YOUR INSTRUCTIONS:
Copy out exactly the stretch of the listing below that begins at the line containing "Produce the pixel-accurate" and ends at the line containing "box: [187, 385, 292, 571]", and copy nothing outside it.

DATASET EXCERPTS:
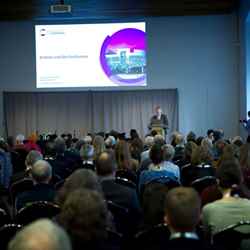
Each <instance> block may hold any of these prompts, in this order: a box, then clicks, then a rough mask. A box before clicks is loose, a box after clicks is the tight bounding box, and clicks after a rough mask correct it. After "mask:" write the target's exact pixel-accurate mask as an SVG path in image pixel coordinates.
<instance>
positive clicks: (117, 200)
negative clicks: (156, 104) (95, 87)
mask: <svg viewBox="0 0 250 250" xmlns="http://www.w3.org/2000/svg"><path fill="white" fill-rule="evenodd" d="M34 135H35V134H32V135H31V136H28V137H27V138H28V140H25V138H24V136H23V135H18V136H17V142H16V145H15V143H14V142H13V140H12V139H11V138H9V140H8V143H6V142H5V141H4V140H3V139H2V138H0V165H1V184H2V185H3V186H4V190H5V196H4V195H3V194H0V199H1V200H2V201H4V202H0V208H1V207H2V208H8V211H10V214H13V219H15V218H16V215H15V214H16V213H15V212H16V211H17V210H20V209H21V208H23V207H25V206H27V205H29V204H30V203H32V202H36V201H49V202H54V203H56V204H58V206H59V207H60V208H61V213H60V214H59V215H58V216H56V217H55V218H54V219H53V220H54V221H57V222H58V223H59V224H61V225H62V226H63V227H64V228H65V229H66V231H67V233H68V235H69V236H70V238H71V240H72V243H73V249H74V250H75V249H76V250H77V249H83V248H84V249H88V248H89V249H119V247H120V243H121V242H119V244H117V239H118V238H120V237H119V235H116V236H115V238H116V240H115V241H113V240H114V232H112V233H111V232H110V229H112V230H116V231H117V232H119V233H122V234H123V243H125V245H123V248H124V246H126V247H125V249H127V248H130V247H128V244H127V243H128V241H129V240H131V238H130V237H132V236H133V235H135V234H136V233H137V232H138V231H139V230H140V229H143V230H146V231H150V230H153V231H154V230H155V228H161V227H165V228H167V231H168V230H169V229H170V231H171V237H170V239H169V235H166V238H165V239H164V242H165V243H164V246H163V245H162V249H163V247H164V249H179V250H181V249H194V250H195V249H207V248H206V246H205V241H204V238H202V237H199V236H201V235H202V232H204V233H205V235H206V236H207V239H211V238H212V237H213V236H214V235H215V234H217V232H218V231H219V230H221V229H222V228H224V227H227V226H228V225H231V224H234V223H237V222H239V221H240V220H250V215H249V212H248V211H250V191H249V189H248V188H249V187H250V177H249V176H250V171H249V168H250V160H249V159H250V157H249V155H250V153H249V152H250V148H249V143H244V142H243V140H242V138H240V137H234V138H233V139H229V140H226V139H224V132H223V131H222V130H221V129H210V130H208V131H207V135H206V137H205V138H204V137H202V136H200V137H199V136H198V135H197V136H196V134H195V133H194V132H192V131H191V132H190V133H188V134H187V136H184V135H183V134H181V133H179V132H176V133H174V135H173V137H172V141H171V145H170V144H167V142H166V140H165V138H164V137H162V135H159V134H157V132H154V133H152V134H151V135H147V136H146V137H145V142H144V143H143V141H142V140H141V139H140V137H139V135H138V133H137V131H136V130H134V129H131V131H130V138H126V136H125V133H120V132H117V131H110V132H108V133H104V132H100V133H98V134H88V135H87V136H85V137H83V138H82V139H81V138H76V136H75V134H74V138H73V136H72V135H71V134H70V133H64V134H63V135H61V137H58V136H57V135H56V134H50V135H48V136H46V135H43V136H40V137H39V138H40V139H39V141H38V142H37V141H36V136H34ZM185 138H186V141H185ZM249 141H250V140H249ZM37 144H39V147H37ZM33 149H37V150H33ZM40 149H41V150H40ZM105 150H107V151H105ZM39 151H41V152H42V153H40V152H39ZM43 159H45V160H46V161H45V160H43ZM26 177H30V178H31V180H32V181H33V183H34V186H33V188H32V183H29V184H31V185H30V187H29V190H28V189H25V187H22V190H23V191H21V192H20V194H17V195H15V194H14V191H13V193H12V190H14V189H11V188H10V178H12V180H21V183H22V180H23V179H24V178H26ZM130 177H133V178H130ZM203 177H205V178H203ZM206 177H213V178H210V179H213V180H214V181H213V182H211V183H209V182H205V181H204V182H203V180H208V179H209V178H206ZM215 178H217V183H218V184H217V183H216V179H215ZM51 180H53V181H51ZM197 180H198V181H201V183H202V185H203V184H204V186H203V187H202V190H201V191H199V194H200V197H198V194H197V193H196V192H195V191H194V190H193V189H191V188H190V187H191V186H194V181H196V182H197ZM196 182H195V183H196ZM27 185H28V184H27ZM180 185H183V186H187V187H186V188H183V187H179V188H175V187H176V186H180ZM196 189H197V188H196ZM56 190H57V191H56ZM197 190H198V189H197ZM4 197H5V198H4ZM8 197H16V199H12V200H15V204H12V203H11V202H10V201H9V199H8ZM200 198H202V199H200ZM201 200H202V201H201ZM164 204H165V205H164ZM201 206H203V207H202V208H201ZM9 208H10V209H9ZM15 209H16V210H15ZM200 209H202V220H201V221H199V217H200ZM13 211H14V213H13ZM9 222H13V221H12V218H11V219H10V221H9ZM45 222H46V223H45V224H44V223H42V224H38V225H40V227H41V238H39V239H37V235H38V230H37V229H36V228H37V227H38V226H36V225H37V224H36V223H34V224H31V225H30V226H27V227H25V228H24V230H22V231H20V232H19V233H18V234H17V235H16V238H14V239H13V240H12V242H11V243H10V245H9V249H19V248H17V246H18V244H19V242H20V239H22V240H23V239H25V237H27V241H26V242H23V243H22V244H21V243H20V249H27V250H28V249H35V250H36V249H38V250H39V249H41V248H43V249H69V248H68V247H70V246H69V245H67V243H63V246H62V245H56V244H59V243H58V242H57V243H55V242H56V240H57V239H56V237H53V238H51V239H50V241H49V240H48V239H47V238H46V237H45V236H43V235H46V233H47V232H48V230H47V231H46V230H45V229H44V228H52V229H53V228H54V229H53V230H54V232H55V233H54V234H55V235H56V234H57V233H56V231H57V232H59V231H60V230H61V229H60V228H58V226H55V225H54V224H53V223H52V222H48V221H45ZM37 223H38V222H37ZM39 223H41V222H39ZM199 223H202V224H203V225H202V227H200V224H199ZM163 224H164V226H162V225H163ZM197 226H198V229H199V233H196V228H197ZM31 228H34V230H33V233H32V231H31ZM107 228H108V229H107ZM203 228H204V230H203ZM43 229H44V231H43ZM52 229H51V230H52ZM53 230H52V231H53ZM58 230H59V231H58ZM153 231H152V232H153ZM239 231H240V232H243V233H246V232H249V230H247V228H246V227H245V228H244V229H243V228H242V229H241V230H239ZM154 232H155V231H154ZM157 232H159V231H157ZM32 234H33V236H32ZM58 234H59V233H58ZM19 235H21V236H19ZM153 235H154V233H153V234H152V237H153ZM198 235H199V236H198ZM111 236H112V237H111ZM32 237H34V240H33V241H31V239H32ZM58 237H59V236H58ZM65 237H67V236H65ZM117 237H118V238H117ZM159 237H163V236H160V235H159ZM111 239H113V240H111ZM35 241H36V242H38V244H36V243H34V242H35ZM118 241H119V240H118ZM39 242H41V243H42V242H44V243H43V244H44V245H43V246H41V244H39ZM160 242H161V241H159V242H158V243H159V244H161V243H160ZM33 243H34V244H33ZM52 243H53V244H52ZM26 244H27V245H26ZM29 247H30V248H29ZM56 247H57V248H56ZM63 247H65V248H63ZM157 249H158V248H157Z"/></svg>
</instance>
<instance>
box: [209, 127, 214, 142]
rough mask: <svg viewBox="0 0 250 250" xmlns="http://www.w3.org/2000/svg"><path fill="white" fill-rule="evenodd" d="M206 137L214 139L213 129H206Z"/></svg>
mask: <svg viewBox="0 0 250 250" xmlns="http://www.w3.org/2000/svg"><path fill="white" fill-rule="evenodd" d="M207 137H208V138H209V139H210V140H213V139H214V131H213V129H209V130H208V131H207Z"/></svg>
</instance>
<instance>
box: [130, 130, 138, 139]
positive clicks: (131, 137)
mask: <svg viewBox="0 0 250 250" xmlns="http://www.w3.org/2000/svg"><path fill="white" fill-rule="evenodd" d="M130 138H131V139H132V140H133V139H135V138H139V134H138V133H137V131H136V129H131V130H130Z"/></svg>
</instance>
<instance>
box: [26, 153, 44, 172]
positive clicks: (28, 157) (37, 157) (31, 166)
mask: <svg viewBox="0 0 250 250" xmlns="http://www.w3.org/2000/svg"><path fill="white" fill-rule="evenodd" d="M42 159H43V156H42V154H41V153H40V152H39V151H36V150H31V151H30V152H29V153H28V155H27V156H26V159H25V165H26V167H27V169H28V168H32V166H33V165H34V164H35V163H36V162H37V161H38V160H42Z"/></svg>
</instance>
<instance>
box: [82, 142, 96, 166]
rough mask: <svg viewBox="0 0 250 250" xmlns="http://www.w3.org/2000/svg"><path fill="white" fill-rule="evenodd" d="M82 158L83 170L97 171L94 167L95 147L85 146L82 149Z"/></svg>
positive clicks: (82, 165) (82, 146)
mask: <svg viewBox="0 0 250 250" xmlns="http://www.w3.org/2000/svg"><path fill="white" fill-rule="evenodd" d="M80 156H81V159H82V164H81V165H82V166H81V167H82V168H86V169H91V170H95V165H94V147H93V146H92V145H90V144H87V143H85V144H83V145H82V147H81V149H80Z"/></svg>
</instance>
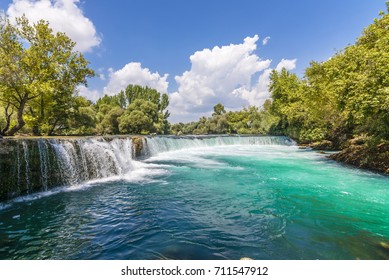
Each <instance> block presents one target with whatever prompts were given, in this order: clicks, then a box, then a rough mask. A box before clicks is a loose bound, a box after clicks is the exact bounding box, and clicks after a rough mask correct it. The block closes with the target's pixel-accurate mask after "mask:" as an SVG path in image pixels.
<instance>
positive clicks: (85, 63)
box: [0, 17, 94, 135]
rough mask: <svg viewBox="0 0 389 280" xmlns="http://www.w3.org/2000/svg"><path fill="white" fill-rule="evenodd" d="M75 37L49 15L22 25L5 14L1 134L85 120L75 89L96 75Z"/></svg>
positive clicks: (2, 56) (42, 127)
mask: <svg viewBox="0 0 389 280" xmlns="http://www.w3.org/2000/svg"><path fill="white" fill-rule="evenodd" d="M74 46H75V43H74V42H72V41H71V40H70V39H69V37H67V36H66V35H65V34H63V33H56V34H54V33H53V31H52V30H51V29H50V27H49V24H48V23H47V22H45V21H39V22H38V23H36V24H34V25H31V24H30V23H29V22H28V20H27V19H26V18H25V17H22V18H18V19H17V23H16V25H12V24H11V23H10V22H9V21H8V20H7V19H5V18H0V104H1V110H0V111H1V115H0V135H14V134H15V133H18V132H26V131H29V132H32V133H34V134H40V133H46V134H53V133H61V131H62V130H64V129H66V128H69V127H70V126H72V127H75V128H76V127H78V126H80V124H79V120H82V119H83V116H82V114H83V111H82V109H80V108H82V107H86V106H89V105H90V104H89V102H88V101H87V100H85V99H84V98H81V97H77V96H76V95H75V94H74V92H75V89H76V87H77V86H78V85H80V84H86V78H88V77H92V76H93V75H94V72H93V70H91V69H89V68H88V62H87V61H86V60H85V58H84V57H83V55H82V54H81V53H79V52H75V51H73V48H74Z"/></svg>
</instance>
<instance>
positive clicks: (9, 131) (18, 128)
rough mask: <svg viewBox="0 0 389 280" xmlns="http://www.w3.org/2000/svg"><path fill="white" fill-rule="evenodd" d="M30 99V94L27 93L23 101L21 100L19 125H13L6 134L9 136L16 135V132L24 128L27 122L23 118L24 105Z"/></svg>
mask: <svg viewBox="0 0 389 280" xmlns="http://www.w3.org/2000/svg"><path fill="white" fill-rule="evenodd" d="M27 101H28V95H27V94H26V95H25V96H24V97H23V99H22V101H21V102H20V106H19V108H18V115H17V121H18V123H17V125H15V126H13V127H12V128H11V129H10V130H9V131H8V132H7V133H6V135H8V136H13V135H15V133H16V132H18V131H19V130H20V129H22V128H23V126H24V125H25V124H26V123H25V122H24V120H23V112H24V107H25V106H26V103H27Z"/></svg>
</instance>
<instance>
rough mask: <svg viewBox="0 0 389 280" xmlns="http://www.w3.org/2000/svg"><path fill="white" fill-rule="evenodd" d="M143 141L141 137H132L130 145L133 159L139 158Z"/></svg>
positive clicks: (141, 136)
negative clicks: (131, 144) (131, 150)
mask: <svg viewBox="0 0 389 280" xmlns="http://www.w3.org/2000/svg"><path fill="white" fill-rule="evenodd" d="M143 140H146V139H145V138H144V137H142V136H133V137H132V145H133V151H134V156H135V157H140V156H141V155H142V151H143Z"/></svg>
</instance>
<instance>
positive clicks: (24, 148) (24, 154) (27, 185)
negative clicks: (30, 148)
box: [22, 141, 30, 193]
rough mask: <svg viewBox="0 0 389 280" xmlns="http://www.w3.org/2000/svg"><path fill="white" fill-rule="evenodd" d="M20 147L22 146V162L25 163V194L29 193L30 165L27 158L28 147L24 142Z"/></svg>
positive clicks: (22, 142)
mask: <svg viewBox="0 0 389 280" xmlns="http://www.w3.org/2000/svg"><path fill="white" fill-rule="evenodd" d="M22 145H23V155H24V162H25V163H26V164H25V169H26V178H25V182H26V189H27V193H29V192H30V176H29V175H30V164H29V156H28V154H29V153H28V146H27V144H26V142H25V141H23V142H22Z"/></svg>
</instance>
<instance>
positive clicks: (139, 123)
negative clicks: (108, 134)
mask: <svg viewBox="0 0 389 280" xmlns="http://www.w3.org/2000/svg"><path fill="white" fill-rule="evenodd" d="M168 105H169V97H168V95H167V94H161V93H159V92H158V91H156V90H155V89H151V88H149V87H142V86H138V85H128V86H127V87H126V89H125V90H124V91H121V92H119V93H118V94H116V95H113V96H107V95H105V96H104V97H102V98H100V99H99V100H97V102H96V104H95V106H94V107H95V109H96V111H97V122H98V125H97V131H98V133H100V134H148V133H158V134H168V133H169V130H170V123H169V122H168V121H167V118H168V117H169V115H170V114H169V111H167V110H166V109H167V107H168Z"/></svg>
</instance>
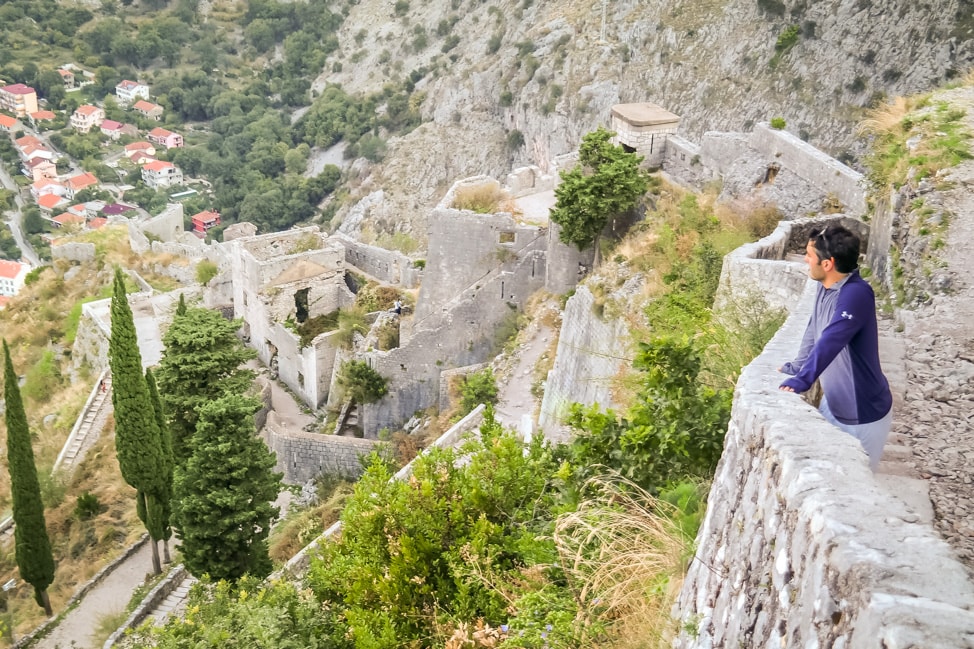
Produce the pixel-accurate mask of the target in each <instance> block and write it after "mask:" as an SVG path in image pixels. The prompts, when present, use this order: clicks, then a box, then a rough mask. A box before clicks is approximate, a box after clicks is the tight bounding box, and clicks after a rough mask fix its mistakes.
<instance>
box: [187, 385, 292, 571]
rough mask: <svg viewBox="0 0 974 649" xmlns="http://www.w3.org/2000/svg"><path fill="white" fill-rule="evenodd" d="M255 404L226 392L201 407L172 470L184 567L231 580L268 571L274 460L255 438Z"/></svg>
mask: <svg viewBox="0 0 974 649" xmlns="http://www.w3.org/2000/svg"><path fill="white" fill-rule="evenodd" d="M258 408H260V402H259V401H257V400H256V399H253V398H249V397H243V396H240V395H237V394H227V395H226V396H223V397H221V398H219V399H217V400H215V401H210V402H207V403H205V404H203V405H201V406H200V407H199V410H198V414H199V421H198V423H197V426H196V433H195V434H194V435H193V439H192V444H191V447H192V455H190V457H189V459H188V460H187V461H186V463H185V464H184V465H181V466H179V467H177V469H176V482H175V487H174V490H173V492H174V495H175V507H174V514H175V516H176V521H177V523H178V535H179V538H180V539H181V540H182V545H181V550H182V553H183V560H184V562H185V564H186V568H187V569H188V570H189V571H190V572H191V573H192V574H193V575H196V576H202V575H204V574H208V575H210V576H211V577H212V578H214V579H226V580H227V581H232V582H235V581H237V580H238V579H240V578H241V577H243V576H244V575H245V574H250V575H253V576H255V577H265V576H267V575H268V574H269V573H270V571H271V560H270V556H269V554H268V550H267V535H268V533H269V531H270V525H271V520H272V519H273V518H274V517H275V516H277V514H278V512H279V510H278V508H277V507H274V506H273V505H272V504H271V503H272V502H273V501H274V499H276V498H277V495H278V493H279V492H280V488H281V483H280V480H281V474H279V473H274V472H273V469H274V464H275V463H276V459H275V456H274V455H273V454H272V453H271V452H270V451H269V450H268V448H267V445H266V444H265V443H264V441H263V440H262V439H260V437H258V436H257V435H256V429H255V426H254V417H253V415H254V412H255V411H256V410H257V409H258Z"/></svg>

RESULT OF THIS EXERCISE:
Produce the pixel-accurate mask of the target in each <instance> block and write it after "mask:" as an SVG path in image pixels. The prompts, when present, use this order: clicks, then a box, then a rough mask. A box before clicks is approximate, a box after clicks is the tight bounding box, and clicks after a rough mask fix its mistakes.
<instance>
box: [187, 385, 292, 571]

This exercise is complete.